--- START OF Supplied information ---

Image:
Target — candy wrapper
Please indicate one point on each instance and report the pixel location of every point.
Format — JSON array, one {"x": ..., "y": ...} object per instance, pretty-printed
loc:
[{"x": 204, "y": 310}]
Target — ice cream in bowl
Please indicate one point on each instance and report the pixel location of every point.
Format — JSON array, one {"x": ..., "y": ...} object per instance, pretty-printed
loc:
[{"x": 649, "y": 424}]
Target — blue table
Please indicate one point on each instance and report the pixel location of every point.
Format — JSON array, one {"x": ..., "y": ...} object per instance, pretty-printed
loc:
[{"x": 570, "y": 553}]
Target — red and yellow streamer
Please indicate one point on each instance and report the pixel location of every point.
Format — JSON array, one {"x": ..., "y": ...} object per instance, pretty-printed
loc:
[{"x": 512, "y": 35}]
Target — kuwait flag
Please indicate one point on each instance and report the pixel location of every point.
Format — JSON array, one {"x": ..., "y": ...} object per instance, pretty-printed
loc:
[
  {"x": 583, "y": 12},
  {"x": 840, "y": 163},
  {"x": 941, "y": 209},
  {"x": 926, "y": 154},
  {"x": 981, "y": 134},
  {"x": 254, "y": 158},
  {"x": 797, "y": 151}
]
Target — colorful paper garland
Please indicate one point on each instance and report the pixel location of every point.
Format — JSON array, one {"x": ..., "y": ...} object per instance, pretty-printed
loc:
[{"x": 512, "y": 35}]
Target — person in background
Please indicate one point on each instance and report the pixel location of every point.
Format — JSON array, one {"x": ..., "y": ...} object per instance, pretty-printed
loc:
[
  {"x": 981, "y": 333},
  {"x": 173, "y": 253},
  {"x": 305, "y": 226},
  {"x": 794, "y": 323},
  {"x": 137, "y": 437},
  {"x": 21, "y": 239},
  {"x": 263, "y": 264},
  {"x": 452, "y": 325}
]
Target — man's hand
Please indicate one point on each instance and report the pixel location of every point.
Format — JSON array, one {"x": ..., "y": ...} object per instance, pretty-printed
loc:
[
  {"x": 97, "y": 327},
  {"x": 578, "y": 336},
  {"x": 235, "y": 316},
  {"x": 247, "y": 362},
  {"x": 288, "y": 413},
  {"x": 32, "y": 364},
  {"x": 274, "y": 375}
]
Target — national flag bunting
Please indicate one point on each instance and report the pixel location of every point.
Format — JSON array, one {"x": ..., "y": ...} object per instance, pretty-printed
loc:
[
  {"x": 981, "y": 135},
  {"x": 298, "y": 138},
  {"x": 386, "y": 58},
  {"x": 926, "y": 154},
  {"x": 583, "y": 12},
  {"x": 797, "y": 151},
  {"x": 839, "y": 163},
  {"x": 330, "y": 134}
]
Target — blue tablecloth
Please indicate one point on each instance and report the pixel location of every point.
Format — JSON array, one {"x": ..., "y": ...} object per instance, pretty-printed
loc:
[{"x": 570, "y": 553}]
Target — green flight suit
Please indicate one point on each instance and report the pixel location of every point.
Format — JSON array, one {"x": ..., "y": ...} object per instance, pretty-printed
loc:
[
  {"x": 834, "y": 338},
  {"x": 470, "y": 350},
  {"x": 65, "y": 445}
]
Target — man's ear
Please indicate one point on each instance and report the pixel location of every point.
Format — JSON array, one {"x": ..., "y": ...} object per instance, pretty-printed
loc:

--- END OF Supplied information ---

* **What is being asked**
Rewrite all of the data above, replacing every occurrence of "Target" with "Object" and leaving everything else unchanged.

* **Result below**
Image:
Object — candy wrapper
Please indicate one point on each instance and report the pixel location of every point.
Format — JSON array, one {"x": ..., "y": ...} object per instance, pretty-printed
loc:
[{"x": 204, "y": 310}]
Object — ice cream in bowl
Please indicate one point on each instance and report the pixel location of every point.
Format — JSON array, one {"x": ..., "y": ...} object per instance, pretty-printed
loc:
[{"x": 649, "y": 424}]
Object — blue table
Please indicate one point on each instance and report the pixel location of every point.
Format — JSON array, one {"x": ..., "y": ...} object per instance, pretty-printed
loc:
[{"x": 570, "y": 553}]
Object — red and yellow streamer
Please indicate one point on each instance and report the pixel location of every point.
Format — JSON array, one {"x": ..., "y": ...} object per instance, pretty-printed
loc:
[{"x": 512, "y": 35}]
Object — kuwait flag
Please indicate one point on each instance and report the pixel location of every point.
Format — JSON array, one {"x": ..., "y": ...} object per instance, pretty-printed
loc:
[
  {"x": 583, "y": 12},
  {"x": 840, "y": 163},
  {"x": 941, "y": 209},
  {"x": 926, "y": 154},
  {"x": 981, "y": 134},
  {"x": 254, "y": 158},
  {"x": 797, "y": 151}
]
Object — colorful paper garland
Please indicate one point on each instance and report the pixel location of every point.
Format — JSON array, one {"x": ..., "y": ...} object per instance, pretty-printed
loc:
[{"x": 512, "y": 35}]
Object — person in background
Please indicate one point on each instance and report the pixel location of every point.
Format — JSON array, one {"x": ..., "y": ...} object per instance, pretty-printed
loc:
[
  {"x": 981, "y": 333},
  {"x": 173, "y": 253},
  {"x": 305, "y": 226},
  {"x": 794, "y": 323},
  {"x": 137, "y": 437},
  {"x": 21, "y": 239},
  {"x": 263, "y": 264},
  {"x": 452, "y": 325}
]
Object — man's hand
Please indicate one point on each instance and report the pixel location of every point.
Format — JSON array, one {"x": ..., "y": ...} object per instance, pretty-printed
loc:
[
  {"x": 97, "y": 327},
  {"x": 578, "y": 336},
  {"x": 235, "y": 316},
  {"x": 247, "y": 362},
  {"x": 288, "y": 413},
  {"x": 32, "y": 364},
  {"x": 274, "y": 375}
]
Object — national flag bunting
Please indicate one point on each instance and report the pixel location of every point.
Format — JSON array, one {"x": ..., "y": ...} object per instance, pretty-printed
loc:
[
  {"x": 981, "y": 135},
  {"x": 298, "y": 138},
  {"x": 386, "y": 58},
  {"x": 926, "y": 154},
  {"x": 583, "y": 12},
  {"x": 797, "y": 151},
  {"x": 839, "y": 163},
  {"x": 330, "y": 134}
]
Object — blue tablecloth
Please indicate one point on each instance and report the pixel location of every point.
Format — JSON array, one {"x": ..., "y": ...} object per instance, pretty-printed
loc:
[{"x": 570, "y": 553}]
Object — green flight suit
Please indicate one point on each instance and report the pixel location of every point.
Format — JSON array, one {"x": ..., "y": ...} object per instance, pretty-printed
loc:
[
  {"x": 834, "y": 338},
  {"x": 470, "y": 350},
  {"x": 65, "y": 445}
]
Object — man's ear
Please indicate one point on each instance and report the pixel location of every point.
Format — JSON array, one {"x": ..., "y": ...} object per instance, pretty-printed
loc:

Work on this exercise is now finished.